[Stored data]

================

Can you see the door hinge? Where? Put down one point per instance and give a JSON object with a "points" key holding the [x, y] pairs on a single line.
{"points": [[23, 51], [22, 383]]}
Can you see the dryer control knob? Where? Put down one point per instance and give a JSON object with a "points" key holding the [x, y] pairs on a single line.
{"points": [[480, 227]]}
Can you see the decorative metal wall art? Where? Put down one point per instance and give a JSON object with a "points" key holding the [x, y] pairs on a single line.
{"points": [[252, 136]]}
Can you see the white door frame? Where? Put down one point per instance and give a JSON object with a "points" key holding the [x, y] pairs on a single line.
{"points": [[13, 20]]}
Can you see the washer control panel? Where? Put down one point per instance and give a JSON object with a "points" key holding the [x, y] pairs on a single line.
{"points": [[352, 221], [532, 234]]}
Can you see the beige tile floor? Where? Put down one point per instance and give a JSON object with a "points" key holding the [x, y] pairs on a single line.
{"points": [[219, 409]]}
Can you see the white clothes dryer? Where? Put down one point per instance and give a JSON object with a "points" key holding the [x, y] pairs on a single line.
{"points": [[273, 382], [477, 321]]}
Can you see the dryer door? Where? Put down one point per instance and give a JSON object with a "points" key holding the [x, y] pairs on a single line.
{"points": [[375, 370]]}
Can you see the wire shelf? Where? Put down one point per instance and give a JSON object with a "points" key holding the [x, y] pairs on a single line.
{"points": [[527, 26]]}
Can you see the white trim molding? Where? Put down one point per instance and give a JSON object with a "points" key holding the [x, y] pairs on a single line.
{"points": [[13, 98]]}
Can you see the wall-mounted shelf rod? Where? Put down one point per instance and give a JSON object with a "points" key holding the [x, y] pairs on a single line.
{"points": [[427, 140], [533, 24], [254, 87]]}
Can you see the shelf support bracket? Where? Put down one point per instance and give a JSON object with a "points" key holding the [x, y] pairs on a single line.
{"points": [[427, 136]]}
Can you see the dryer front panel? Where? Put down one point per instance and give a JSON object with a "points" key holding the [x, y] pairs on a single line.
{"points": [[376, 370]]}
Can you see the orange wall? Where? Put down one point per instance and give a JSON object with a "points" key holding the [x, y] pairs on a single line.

================

## [Task objective]
Give every line of the rows above as a JSON list of strings, one string per line, leaving out any blank lines.

## [Right answer]
[
  "Can you see the door hinge? Where? Put down one point per instance and give a JSON object with a \"points\" key holding the [x, y] pairs on a single line.",
  "{\"points\": [[23, 51], [22, 383]]}",
  "Can you see the dryer control knob? Where? Put down one point per instance and give a JSON object with a \"points\" key holding the [x, y] pairs on a single line.",
  "{\"points\": [[480, 227]]}",
  "Can you see the decorative metal wall art? Where? Put down one point per instance and give a JSON object with a \"points\" key holding the [x, y] pairs on a single line.",
  "{\"points\": [[252, 136]]}",
  "Can you see the white door frame? Where? Put down one point per instance and give a JSON object with a \"points\" key holding the [x, y] pairs on a single line.",
  "{\"points\": [[13, 20]]}",
  "Can you see the washer control panel? Where? Put down one point per instance and give a JSON object with a \"points\" key holding the [x, y] pairs on a single line.",
  "{\"points\": [[352, 221], [532, 234]]}",
  "Can you see the beige tile floor? Where? Put down one point per instance and give a JSON object with a \"points\" key holding the [x, y] pairs on a single line.",
  "{\"points\": [[219, 409]]}",
  "Can you see the white clothes dryer? Where? Put down one point per instance and give a JSON object with a \"points\" key holding the [x, y] pairs on a single line.",
  "{\"points\": [[273, 382], [477, 321]]}",
  "Can you see the dryer door? Where? Put down one point per instance and give a JSON object with a \"points\" key holding the [x, y] pairs on a single line.",
  "{\"points\": [[375, 370]]}",
  "Can you see the wire shelf? Where? Put down one point per instance and give a JSON object with a \"points\" key holding the [x, y] pairs on a single line.",
  "{\"points\": [[527, 26]]}",
  "Can you see the white trim molding? Where? Put down one point per instance and give a JSON object with a \"points\" key holding the [x, y] pairs on a single line.",
  "{\"points\": [[13, 98]]}",
  "Can you see the wall-mounted shelf rod? Where? Put down one point per instance and give a JSON object with a \"points\" key holding the [x, y] pairs on a single line.",
  "{\"points\": [[427, 140], [533, 24], [254, 87]]}",
  "Can you see the shelf support bracket? Where? Put down one point per instance and give a JSON object with a \"points\" key holding the [x, y] pairs on a single line.",
  "{\"points\": [[427, 136]]}",
  "Can you see the dryer front panel? Where? Put down one point per instance and give a JSON object with a \"points\" key holding the [x, y] pairs on a single line.",
  "{\"points\": [[376, 370]]}",
  "Can you see the orange wall? Where? Put down one point per instance and give a JSON object with a \"points\" key holding the [x, y] pairs on a single line."
]